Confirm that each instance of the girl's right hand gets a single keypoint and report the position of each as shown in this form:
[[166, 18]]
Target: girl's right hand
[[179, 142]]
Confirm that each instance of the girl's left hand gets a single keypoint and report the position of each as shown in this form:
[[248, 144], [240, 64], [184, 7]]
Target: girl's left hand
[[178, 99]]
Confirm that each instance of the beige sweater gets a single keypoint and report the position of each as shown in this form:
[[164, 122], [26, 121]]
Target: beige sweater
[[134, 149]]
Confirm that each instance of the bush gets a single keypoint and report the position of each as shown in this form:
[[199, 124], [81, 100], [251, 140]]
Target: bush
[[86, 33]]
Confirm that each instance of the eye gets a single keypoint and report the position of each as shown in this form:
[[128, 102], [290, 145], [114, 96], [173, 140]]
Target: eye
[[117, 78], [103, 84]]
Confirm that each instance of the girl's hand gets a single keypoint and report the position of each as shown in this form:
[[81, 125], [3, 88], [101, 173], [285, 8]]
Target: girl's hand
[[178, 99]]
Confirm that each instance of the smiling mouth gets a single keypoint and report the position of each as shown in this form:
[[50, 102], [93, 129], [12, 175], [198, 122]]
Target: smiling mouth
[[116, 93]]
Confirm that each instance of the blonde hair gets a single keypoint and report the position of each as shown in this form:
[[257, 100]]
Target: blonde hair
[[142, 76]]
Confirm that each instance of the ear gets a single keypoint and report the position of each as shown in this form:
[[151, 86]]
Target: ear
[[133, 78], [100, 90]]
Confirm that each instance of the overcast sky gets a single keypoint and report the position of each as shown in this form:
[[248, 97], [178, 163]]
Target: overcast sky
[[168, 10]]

...

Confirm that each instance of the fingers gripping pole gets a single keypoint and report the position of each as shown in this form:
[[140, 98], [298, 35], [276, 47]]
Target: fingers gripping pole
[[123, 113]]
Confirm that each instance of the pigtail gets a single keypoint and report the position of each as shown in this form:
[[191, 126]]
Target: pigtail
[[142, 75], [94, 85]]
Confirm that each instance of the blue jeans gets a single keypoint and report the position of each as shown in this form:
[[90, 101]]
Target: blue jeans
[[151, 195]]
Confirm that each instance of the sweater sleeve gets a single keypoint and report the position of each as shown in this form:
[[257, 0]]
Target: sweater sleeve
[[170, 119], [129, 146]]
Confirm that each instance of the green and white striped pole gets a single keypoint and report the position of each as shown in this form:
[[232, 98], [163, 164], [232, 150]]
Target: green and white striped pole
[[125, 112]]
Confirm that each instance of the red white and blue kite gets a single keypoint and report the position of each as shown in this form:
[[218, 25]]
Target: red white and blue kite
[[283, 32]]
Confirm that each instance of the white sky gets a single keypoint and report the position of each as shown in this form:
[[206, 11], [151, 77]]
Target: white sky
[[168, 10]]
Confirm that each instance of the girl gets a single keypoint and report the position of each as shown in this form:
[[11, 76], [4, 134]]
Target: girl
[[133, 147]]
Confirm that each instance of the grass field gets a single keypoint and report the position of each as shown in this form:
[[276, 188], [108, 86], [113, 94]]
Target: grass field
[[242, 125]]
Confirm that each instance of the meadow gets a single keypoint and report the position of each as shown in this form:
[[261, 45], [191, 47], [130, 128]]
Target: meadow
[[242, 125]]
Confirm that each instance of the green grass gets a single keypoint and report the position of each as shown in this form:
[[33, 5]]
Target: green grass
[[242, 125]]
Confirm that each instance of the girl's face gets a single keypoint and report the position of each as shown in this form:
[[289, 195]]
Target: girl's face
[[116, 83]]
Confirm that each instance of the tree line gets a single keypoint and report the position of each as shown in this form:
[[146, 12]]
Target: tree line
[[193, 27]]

* * *

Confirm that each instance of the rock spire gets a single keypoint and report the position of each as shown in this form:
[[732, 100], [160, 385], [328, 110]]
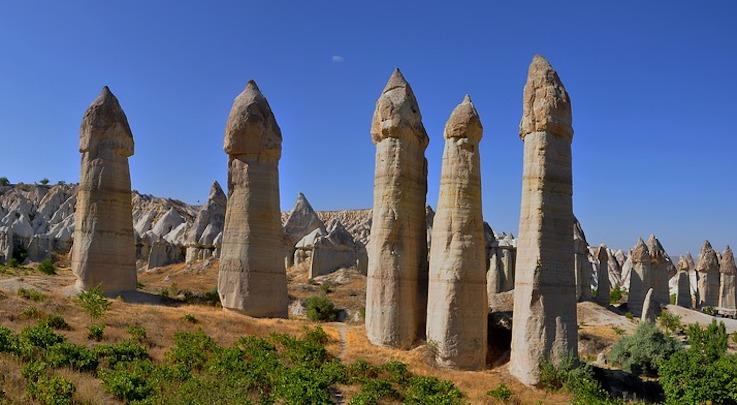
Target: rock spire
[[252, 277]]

§ Task requirements: Could you reproduce the records from the line containing "Confirm that each instance of the white" through the line containing "[[193, 27]]", swapping "meadow" for "pasture" and leaving everything else unchanged?

§ Exercise result:
Confirm that each instance of the white sky gets a single keypoint and report the position of each as shown in this form:
[[206, 11], [151, 77]]
Target: white sky
[[168, 10]]
Confirm that each instance of the girl gets a single keypoint and report the position of each as shown in this form:
[[11, 76], [4, 134]]
Target: girl
[[133, 147]]
Confirm that each instance of the grass field gets a single keypoint and report the position of each as shown in this form:
[[276, 188], [108, 86], [113, 94]]
Target: grass field
[[242, 125]]
Confirm that each instance of the pasture gets a single keypoint and report the position of each as shown in this form:
[[261, 45], [191, 47], [130, 128]]
Target: pasture
[[242, 125]]
Confirm that each instance of the green grass gets a single keypoint and report the position of each as shown in this form:
[[33, 5]]
Target: green grass
[[242, 125]]
Confirm that each instance of the girl's face gets a single keypoint and report the position of each as shown in this form:
[[289, 195]]
Target: girl's face
[[116, 83]]
Confirm that each instance of the tree line gets a single keypoint and report the position of each as shown in this form:
[[146, 12]]
Target: tree line
[[193, 27]]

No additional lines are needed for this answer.